Entries from a point annotation set
-=-=-=-=-

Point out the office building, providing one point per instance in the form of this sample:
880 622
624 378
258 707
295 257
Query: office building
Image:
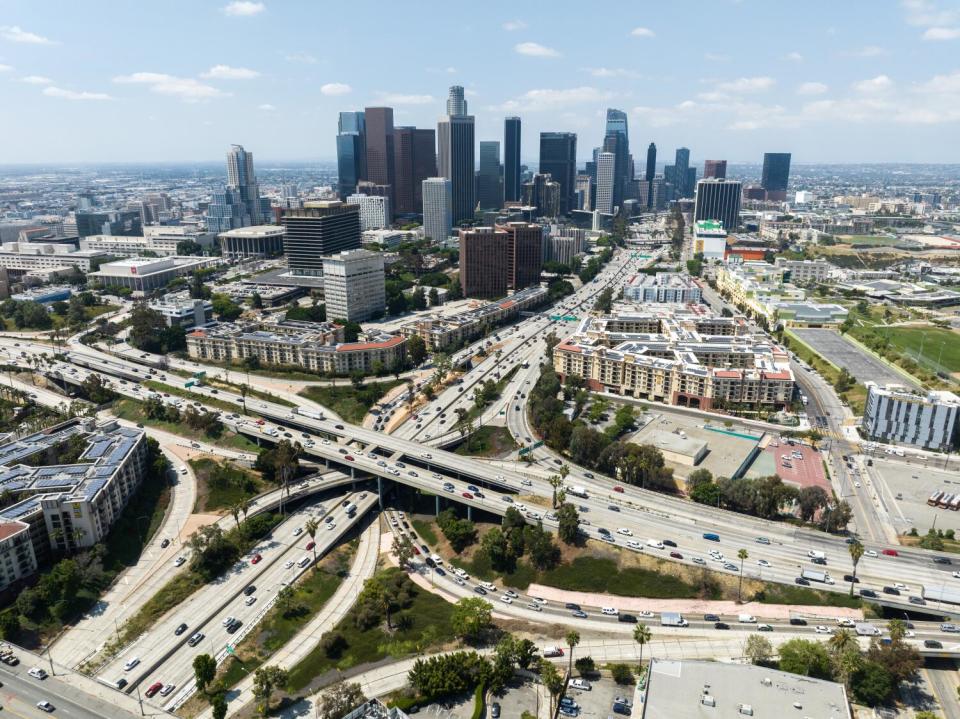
718 200
895 415
511 159
381 156
351 152
374 211
606 179
694 689
455 161
524 254
558 158
489 193
456 102
715 169
662 288
484 262
437 208
416 160
316 230
776 175
249 242
353 285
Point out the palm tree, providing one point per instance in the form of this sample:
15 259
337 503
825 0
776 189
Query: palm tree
310 527
573 639
641 635
856 551
741 555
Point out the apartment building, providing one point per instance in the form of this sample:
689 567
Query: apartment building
684 356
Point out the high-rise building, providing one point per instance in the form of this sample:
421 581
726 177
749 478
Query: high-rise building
381 169
456 103
318 229
240 204
437 208
511 159
558 158
776 175
525 254
489 195
351 152
606 179
416 160
484 262
715 169
718 200
455 161
374 211
353 285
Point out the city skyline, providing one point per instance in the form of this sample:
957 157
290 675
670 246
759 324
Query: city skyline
821 90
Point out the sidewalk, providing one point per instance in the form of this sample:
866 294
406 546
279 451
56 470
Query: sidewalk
308 638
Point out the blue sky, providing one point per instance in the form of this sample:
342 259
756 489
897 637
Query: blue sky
845 81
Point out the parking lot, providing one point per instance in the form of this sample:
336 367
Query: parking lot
841 352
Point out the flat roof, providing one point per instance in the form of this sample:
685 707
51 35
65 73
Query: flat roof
677 690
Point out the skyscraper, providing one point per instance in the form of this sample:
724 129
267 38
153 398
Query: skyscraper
455 161
558 158
240 204
511 159
718 199
318 229
416 160
716 169
351 152
489 195
456 103
776 175
437 208
381 169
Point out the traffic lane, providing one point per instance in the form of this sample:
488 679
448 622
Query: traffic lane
21 693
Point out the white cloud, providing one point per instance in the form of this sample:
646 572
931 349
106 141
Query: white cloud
74 95
225 72
880 83
812 88
942 33
611 72
391 98
15 33
186 88
243 8
335 88
747 84
534 49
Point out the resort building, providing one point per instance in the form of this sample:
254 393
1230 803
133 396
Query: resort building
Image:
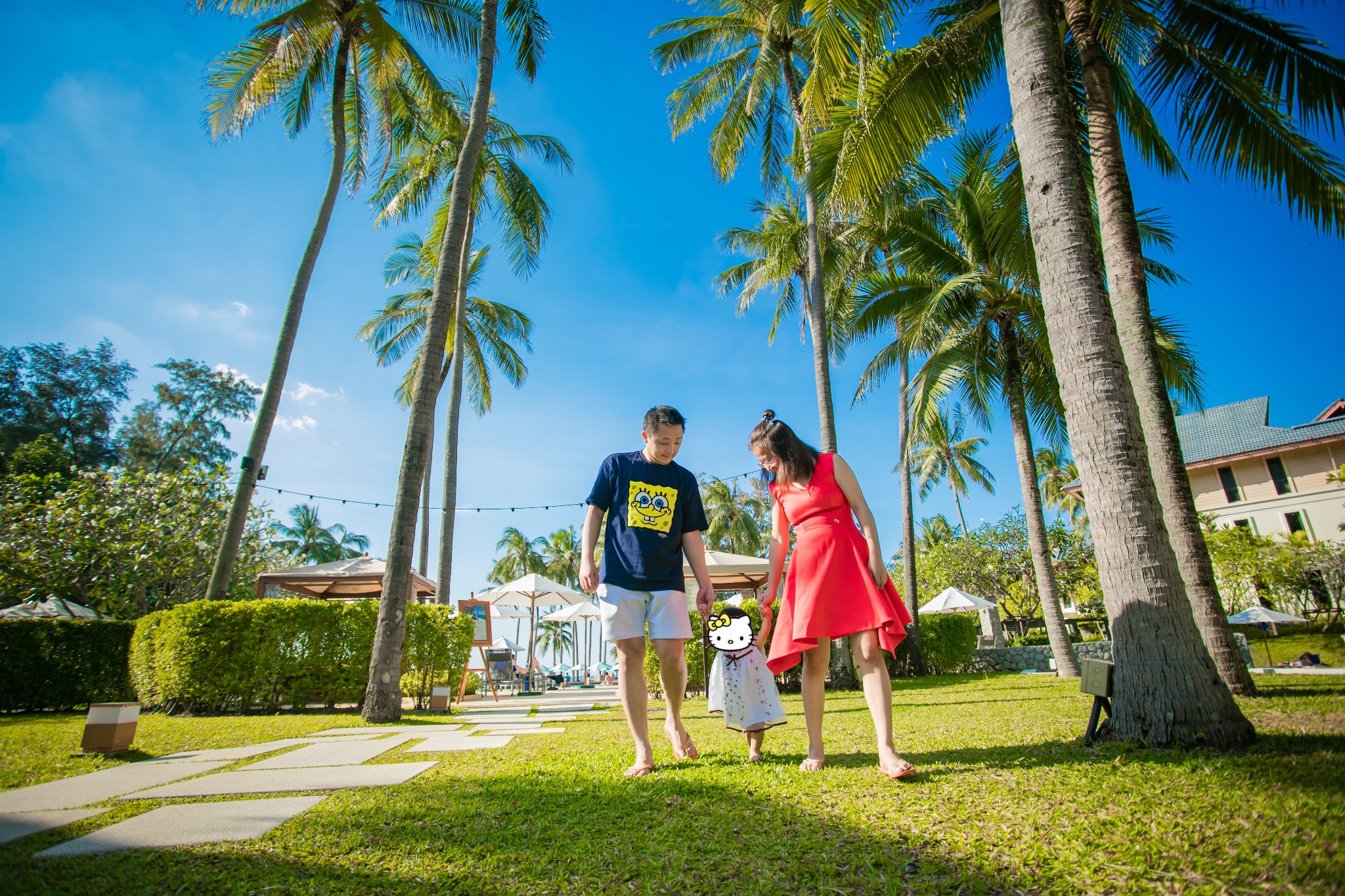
1271 479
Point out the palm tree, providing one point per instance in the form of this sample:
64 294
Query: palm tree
310 542
942 454
935 531
1055 471
1166 687
493 337
755 51
732 517
382 699
351 47
423 174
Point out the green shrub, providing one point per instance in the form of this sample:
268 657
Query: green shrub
948 640
210 656
64 664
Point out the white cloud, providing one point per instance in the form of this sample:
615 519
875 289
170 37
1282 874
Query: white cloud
309 391
296 423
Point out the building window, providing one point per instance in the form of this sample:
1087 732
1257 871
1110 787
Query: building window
1277 473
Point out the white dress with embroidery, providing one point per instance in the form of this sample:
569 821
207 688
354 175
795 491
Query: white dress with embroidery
743 689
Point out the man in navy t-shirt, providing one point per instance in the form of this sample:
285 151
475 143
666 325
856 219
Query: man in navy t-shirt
654 515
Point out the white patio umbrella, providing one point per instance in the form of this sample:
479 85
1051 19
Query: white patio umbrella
1261 614
956 601
530 591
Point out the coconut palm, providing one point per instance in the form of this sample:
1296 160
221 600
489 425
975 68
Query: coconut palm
529 33
732 517
757 51
423 175
310 542
942 454
1166 689
1056 471
351 49
494 335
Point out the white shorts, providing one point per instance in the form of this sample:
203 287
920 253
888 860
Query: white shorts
626 613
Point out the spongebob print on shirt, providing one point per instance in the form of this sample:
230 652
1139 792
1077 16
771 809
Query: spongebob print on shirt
651 507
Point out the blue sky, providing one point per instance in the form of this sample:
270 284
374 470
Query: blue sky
120 219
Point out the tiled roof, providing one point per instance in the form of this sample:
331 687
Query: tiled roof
1242 427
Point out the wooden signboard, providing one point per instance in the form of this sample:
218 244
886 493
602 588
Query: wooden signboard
481 612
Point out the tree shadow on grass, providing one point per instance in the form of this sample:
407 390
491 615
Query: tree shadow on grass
530 832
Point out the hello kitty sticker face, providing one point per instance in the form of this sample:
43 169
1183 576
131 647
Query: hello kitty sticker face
731 630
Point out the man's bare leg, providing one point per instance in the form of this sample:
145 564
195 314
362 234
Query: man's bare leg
635 699
673 675
814 700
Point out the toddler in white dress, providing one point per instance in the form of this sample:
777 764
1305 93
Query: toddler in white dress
741 687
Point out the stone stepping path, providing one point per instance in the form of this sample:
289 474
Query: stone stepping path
20 824
276 781
382 730
459 742
330 754
188 824
97 786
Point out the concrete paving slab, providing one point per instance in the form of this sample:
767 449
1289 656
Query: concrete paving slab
341 753
188 824
277 781
20 824
451 743
97 786
381 730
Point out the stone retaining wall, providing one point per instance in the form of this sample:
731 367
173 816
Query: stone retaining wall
1039 656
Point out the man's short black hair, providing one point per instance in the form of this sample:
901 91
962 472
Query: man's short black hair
663 416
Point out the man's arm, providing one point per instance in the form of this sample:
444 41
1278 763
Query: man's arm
694 550
592 527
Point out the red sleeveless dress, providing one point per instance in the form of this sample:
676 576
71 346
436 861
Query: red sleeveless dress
829 591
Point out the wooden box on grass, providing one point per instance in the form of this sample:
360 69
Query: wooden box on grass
110 727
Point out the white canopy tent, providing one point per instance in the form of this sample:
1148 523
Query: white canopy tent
958 601
530 591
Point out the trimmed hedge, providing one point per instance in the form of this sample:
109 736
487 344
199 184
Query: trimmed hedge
209 656
64 664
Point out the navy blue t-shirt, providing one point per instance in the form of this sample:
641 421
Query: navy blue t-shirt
650 507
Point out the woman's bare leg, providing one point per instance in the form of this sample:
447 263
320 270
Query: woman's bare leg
877 692
755 739
814 700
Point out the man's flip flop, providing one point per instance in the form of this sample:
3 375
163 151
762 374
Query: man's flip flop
685 752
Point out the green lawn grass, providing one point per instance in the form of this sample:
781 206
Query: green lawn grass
1007 800
1331 648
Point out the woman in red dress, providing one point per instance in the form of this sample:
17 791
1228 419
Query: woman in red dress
837 585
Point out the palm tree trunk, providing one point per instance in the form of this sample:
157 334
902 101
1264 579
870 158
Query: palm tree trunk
817 296
430 467
1166 687
228 554
1038 543
1129 286
915 654
957 501
384 698
449 516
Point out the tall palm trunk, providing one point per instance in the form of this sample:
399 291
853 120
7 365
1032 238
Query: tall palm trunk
424 539
384 698
915 653
228 553
817 295
1038 543
449 516
1125 261
1166 687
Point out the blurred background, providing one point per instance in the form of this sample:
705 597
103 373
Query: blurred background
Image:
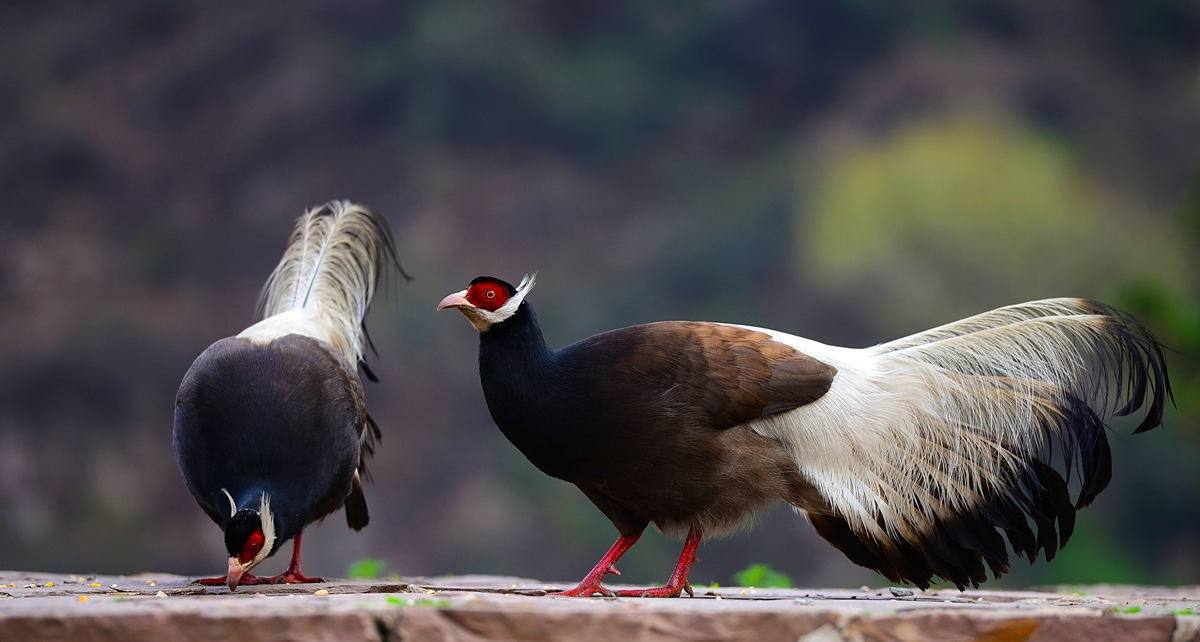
847 171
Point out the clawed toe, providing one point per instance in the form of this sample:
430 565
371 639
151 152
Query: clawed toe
658 592
585 591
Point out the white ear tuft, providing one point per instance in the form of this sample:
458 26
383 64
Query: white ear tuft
233 505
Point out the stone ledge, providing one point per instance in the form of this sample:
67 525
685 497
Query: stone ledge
167 607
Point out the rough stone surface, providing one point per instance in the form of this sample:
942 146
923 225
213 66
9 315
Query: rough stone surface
168 607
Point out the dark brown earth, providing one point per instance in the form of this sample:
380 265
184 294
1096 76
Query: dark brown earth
168 607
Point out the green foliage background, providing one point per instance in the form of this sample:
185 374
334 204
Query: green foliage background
849 171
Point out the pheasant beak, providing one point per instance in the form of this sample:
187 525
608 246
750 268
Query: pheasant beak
457 299
234 574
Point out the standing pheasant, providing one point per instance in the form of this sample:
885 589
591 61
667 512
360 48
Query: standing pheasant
916 459
271 429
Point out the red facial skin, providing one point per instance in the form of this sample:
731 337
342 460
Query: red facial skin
487 295
252 546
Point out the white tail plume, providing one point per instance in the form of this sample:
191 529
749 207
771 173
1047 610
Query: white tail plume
327 279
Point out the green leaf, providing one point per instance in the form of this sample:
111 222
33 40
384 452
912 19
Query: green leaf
762 576
367 568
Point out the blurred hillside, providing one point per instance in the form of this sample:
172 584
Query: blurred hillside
850 172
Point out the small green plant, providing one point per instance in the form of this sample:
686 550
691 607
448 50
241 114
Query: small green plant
367 568
761 576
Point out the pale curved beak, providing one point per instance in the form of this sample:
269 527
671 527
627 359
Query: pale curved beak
457 299
234 574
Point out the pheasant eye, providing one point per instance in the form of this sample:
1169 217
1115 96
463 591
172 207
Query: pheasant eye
253 545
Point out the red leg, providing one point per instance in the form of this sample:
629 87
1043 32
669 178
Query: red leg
293 575
591 583
678 582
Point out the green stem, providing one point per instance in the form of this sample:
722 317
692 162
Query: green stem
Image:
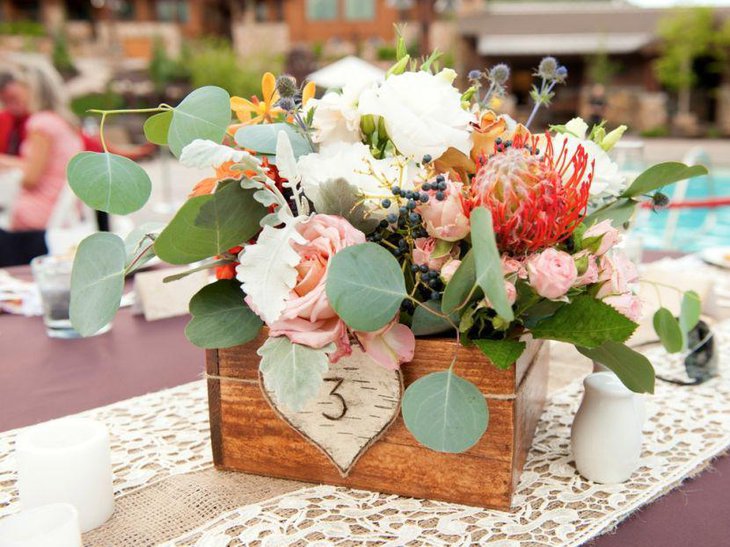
161 108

-=-=-=-=-

* **Your goal**
Repeat verbatim the range of lines that opens at the line containing "Point out the pale" and closes at the last line of the entries, excluding all pictures.

* **Result of the exercise**
Point out the pale curved beak, providing one point per instance in the form of this sample:
269 527
671 527
627 359
Query: pale curved beak
457 299
234 574
Point out the pheasant eye, providing one point per instance in the form of this sample:
1169 217
1115 96
463 591
172 207
Query: pheasant eye
253 545
Point out the red leg, providing one point per instance in the form of this sample:
629 87
1043 32
669 178
Query: red leg
293 575
591 583
678 582
Point out the green stem, providing one point per instance in the form of this sample:
722 317
692 162
Query: green stem
Image:
161 108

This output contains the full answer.